La conseillère municipale écologiste explique que la Ville a tenté en vain de revenir sur ce permis de construire accordé pour lutter contre la sur-urbanisation de ce quartier. Selon elle, une médiation proposée par la Ville a même été refusée par les deux chefs d'entreprise, propriétaire de la parcelle.
"On demande aujourd’hui que le chantier soit interrompu pour des raisons de sécurité", ajoute-t-elle, soulignant également la nécessité de protéger le tilleul quinquagénaire sur le jardin attenant au chantier. Et de conclure : "Cela fait deux ans que nous essayons de négocier de discuter avec le promoteur, c’était mon rôle de prendre mon écharpe d' élue et de faire comprendre aux promoteurs qu’il faut trouver un terrain d’entente avec les riverains".
"Notre démarche de construction est pleinement légale"
Les propriétaires de la parcelle et porteurs du projet de construction (qui ont tenu à rester anonymes) ne décolèrent pas et réfutent point par point les arguments de leurs détracteurs.

**CONSIGNE**
Écrivez la suite de l'article sur le chantier contesté par la conseillère municipale, à partir de sa dernière phrase. Les lignes qui suivent n'ont aucun lien avec l'article.

**EXTRAITS DE DONNÉES**

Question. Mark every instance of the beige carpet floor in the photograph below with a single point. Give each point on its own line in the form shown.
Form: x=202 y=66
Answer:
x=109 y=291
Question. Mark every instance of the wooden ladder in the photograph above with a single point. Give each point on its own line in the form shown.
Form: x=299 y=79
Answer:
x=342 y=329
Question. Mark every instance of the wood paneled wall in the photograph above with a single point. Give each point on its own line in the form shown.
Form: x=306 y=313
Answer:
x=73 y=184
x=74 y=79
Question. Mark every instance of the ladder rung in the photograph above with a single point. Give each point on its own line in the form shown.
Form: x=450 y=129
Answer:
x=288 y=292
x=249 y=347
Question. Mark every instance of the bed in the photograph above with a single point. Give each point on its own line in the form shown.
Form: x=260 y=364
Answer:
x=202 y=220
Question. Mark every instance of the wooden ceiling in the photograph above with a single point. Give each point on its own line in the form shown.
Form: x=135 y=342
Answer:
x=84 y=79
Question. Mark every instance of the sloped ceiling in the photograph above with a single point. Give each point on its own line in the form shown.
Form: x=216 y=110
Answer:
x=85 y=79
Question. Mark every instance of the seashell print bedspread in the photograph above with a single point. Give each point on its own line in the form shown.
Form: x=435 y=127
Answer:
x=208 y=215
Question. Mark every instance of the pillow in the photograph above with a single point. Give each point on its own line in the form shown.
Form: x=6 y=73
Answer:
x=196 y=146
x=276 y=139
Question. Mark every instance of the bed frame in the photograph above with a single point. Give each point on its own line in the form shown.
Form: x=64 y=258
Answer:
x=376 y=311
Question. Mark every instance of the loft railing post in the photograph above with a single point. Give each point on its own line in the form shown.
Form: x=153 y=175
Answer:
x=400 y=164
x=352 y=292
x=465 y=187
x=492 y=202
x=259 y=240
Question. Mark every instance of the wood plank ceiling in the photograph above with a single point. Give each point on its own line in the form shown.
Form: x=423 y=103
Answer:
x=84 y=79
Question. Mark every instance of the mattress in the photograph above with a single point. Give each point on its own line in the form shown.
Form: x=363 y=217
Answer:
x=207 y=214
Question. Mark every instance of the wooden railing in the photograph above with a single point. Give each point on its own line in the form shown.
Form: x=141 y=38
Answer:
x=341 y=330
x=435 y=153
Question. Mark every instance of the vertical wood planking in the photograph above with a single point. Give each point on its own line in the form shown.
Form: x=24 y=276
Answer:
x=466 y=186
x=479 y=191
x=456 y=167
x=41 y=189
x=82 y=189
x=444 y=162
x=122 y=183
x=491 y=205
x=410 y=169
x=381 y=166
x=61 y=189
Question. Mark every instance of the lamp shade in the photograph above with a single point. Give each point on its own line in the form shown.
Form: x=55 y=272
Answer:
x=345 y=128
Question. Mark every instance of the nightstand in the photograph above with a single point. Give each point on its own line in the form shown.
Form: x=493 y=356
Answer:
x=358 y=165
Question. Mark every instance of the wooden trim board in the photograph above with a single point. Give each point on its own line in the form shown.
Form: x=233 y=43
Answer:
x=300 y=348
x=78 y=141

**VOTRE RÉPONSE**
"Nous sommes accusés de détruire les arbres, d'empiéter sur la propriété privée attenante, de ne pas respecter les règles de l'urbanisme, tout ceci est faux", s'insurgent-ils.
"Nous sommes confrontés depuis deux ans et demi à l’opposition des riverains qui nous demandent d’abandonner la construction prévue en toute légalité. Nous sommes confrontés à la convergence de deux intérêts différents. D’une part des élus du groupe Europe Ecologie les Verts qui se cherchent des batailles de quartier et font de l’écologie de Don Quichotte instrumentalisant la colère et l'inquiétude des riverains. Et de l’autre côté il y a des habitants qui s’opposent à notre chantier et qui utilisent tous les recours possibles avec des armes plus ou moins légales" , protestent-ils.
"La mairie de Paris a même été condamnée l’an dernier pour avoir bloqué le chantier. Un chantier qu'elle avait elle-même autorisé", assurent-ils soulignant l'incohérence des positions.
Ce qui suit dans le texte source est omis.